## Task to carry out:
Please rewrite all of the records below, requests included, and multiply every point coordinate in the answers by 0.35. Round each result to the nearest whole number, rounding halves up.

## Records for the task:
□ □ □

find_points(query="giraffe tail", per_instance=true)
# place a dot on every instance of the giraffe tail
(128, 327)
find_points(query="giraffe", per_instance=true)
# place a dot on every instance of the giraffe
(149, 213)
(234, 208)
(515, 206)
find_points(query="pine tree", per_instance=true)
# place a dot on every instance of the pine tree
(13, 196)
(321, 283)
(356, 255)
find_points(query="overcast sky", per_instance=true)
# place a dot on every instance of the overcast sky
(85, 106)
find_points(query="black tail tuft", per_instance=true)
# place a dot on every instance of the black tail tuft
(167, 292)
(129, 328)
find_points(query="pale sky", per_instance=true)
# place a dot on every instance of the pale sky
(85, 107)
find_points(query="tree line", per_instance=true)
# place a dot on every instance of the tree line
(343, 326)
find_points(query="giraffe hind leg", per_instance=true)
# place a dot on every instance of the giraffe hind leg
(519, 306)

□ □ □

## Expected answer:
find_points(query="giraffe tail", per_instance=true)
# place a dot on every instance of the giraffe tail
(45, 114)
find_points(query="giraffe", per_instance=true)
# place a dot on every instance of the giraffe
(52, 75)
(82, 73)
(180, 72)
find_points(query="pine tree", per_instance=true)
# place a dot on every instance of the pine tree
(5, 69)
(112, 99)
(125, 89)
find_points(query="overcast sky", per_instance=true)
# place a dot on every instance of the overcast sky
(30, 37)
find_points(query="black tail tuft", per_instance=true)
# place a dot on every instance of the black tail tuft
(58, 102)
(45, 115)
find_points(query="pale sky", per_instance=true)
# place a dot on every instance of the pale sky
(30, 37)
find_points(query="tree line", per_instance=true)
# place a dot on every instance of the tree line
(120, 114)
find_points(query="giraffe hind leg", per_instance=true)
# place a dot on every instance of the giraffe hind leg
(182, 107)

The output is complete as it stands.